Tasks for this exercise |
**A.** In the sandwich generation article, what is the average number of hours a month that these women spend looking after grandchildren?
**B.** Reproduce the passage of the sandwich generation article that begins at the words "Many are also" and stops after "living longer .".
**C.** Carry on the article about the sandwich generation past its final sentence.

Reading text |

------------------------

The women caught in 'sandwich generation'
ONE in three women in their 50s and 60s is part of a "sandwich generation", burdened with caring for children and elderly parents.
Around 141,400 middle-aged women are caught between two layers of family, providing practical and financial support.
Many are left with little time to themselves – and it is coming at a price by impacting on their physical and mental health, according to the latest report of the Irish Longitudinal Study on Ageing (TILDA) led by Trinity College.
One-third of these women are looking after grandchildren for an average of 34 hours a month and two-thirds are having to pick up the bills for their children, giving them an average of €3,000 in the past two years.
A quarter of these women have given a large financial gift to their children in the last decade, averaging €45,000, the findings revealed.
And one in 10 is carrying the financial weight of helping out their parents, giving them an average of €2,000 in the last two years.
Many are also providing practical household help – including shopping and household chores – for grown-up children no longer living at home, for an average of 12 hours a month.
The report said this social trend involving so much personal sacrifice is being fuelled by women having children later in life and older people living longer .

------------------------

Natural language descriptions of regions:
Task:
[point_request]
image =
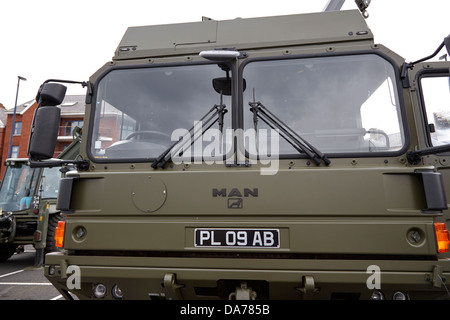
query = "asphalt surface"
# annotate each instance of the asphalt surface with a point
(20, 280)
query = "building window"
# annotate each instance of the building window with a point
(17, 128)
(14, 151)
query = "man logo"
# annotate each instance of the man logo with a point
(235, 196)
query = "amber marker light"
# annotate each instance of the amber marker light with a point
(59, 234)
(442, 237)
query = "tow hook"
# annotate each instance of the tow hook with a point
(436, 277)
(243, 293)
(308, 287)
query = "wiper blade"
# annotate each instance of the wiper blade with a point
(215, 114)
(293, 138)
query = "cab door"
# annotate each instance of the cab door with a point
(430, 89)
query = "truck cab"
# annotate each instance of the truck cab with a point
(285, 157)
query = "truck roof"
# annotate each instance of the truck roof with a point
(243, 34)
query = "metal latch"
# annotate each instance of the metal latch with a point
(243, 293)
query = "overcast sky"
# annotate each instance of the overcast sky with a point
(56, 39)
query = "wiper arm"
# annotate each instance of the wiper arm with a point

------------------------

Replies |
**A.** 34 hours a month

**B.**
Many are also providing practical household help – including shopping and household chores – for grown-up children no longer living at home, for an average of 12 hours a month.
The report said this social trend involving so much personal sacrifice is being fuelled by women having children later in life and older people living longer .

**C.**
Women in this bind tend to have a higher level of education, while 44pc are aged less than 55 years and 5pc are aged between 65 and 69.
One-third provides support towards their parents' basic and personal care such as dressing, eating and bathing for an average of 21 hours per week; while more than half help with household chores, transportation and shopping.
Supporting children financially is associated with improved self-rated health among women from the sandwich generation.
But doing the same for their parents is linked to increased depression, as is providing household support for children.
Lead author Dr Christine McGarrigle, an Epidemiology Research Fellow, said: "The impact of financial giving on mental health could be the result of a number of different factors.
"We found that women who gave financial help to their parents were twice as likely to also provide personal care, like dressing, bathing and feeding their parents.
"Thus the depression experienced by these women may reflect both the financial strain and the stress of informal caring for parents.
"Alternatively, depression could be associated with the reduction in savings as a result of the need to provide financial support to parents, and subsequent worry among the sandwich generation women about their ability to provide for themselves and both their parents and children in the future."
The report also warned that the global recession may impact on the ability of both elderly parents and younger adult children to support themselves financially – so the sandwich generation may be increasingly faced with ongoing responsibilities at a time they should be thinking of retirement.
Rose Anne Kenny, professor of geriatric medicine at the School of Medicine in Trinity, said the growing ageing population and the increasing demands on the middle generation for both financial and informal care could impact negatively on that generation's health.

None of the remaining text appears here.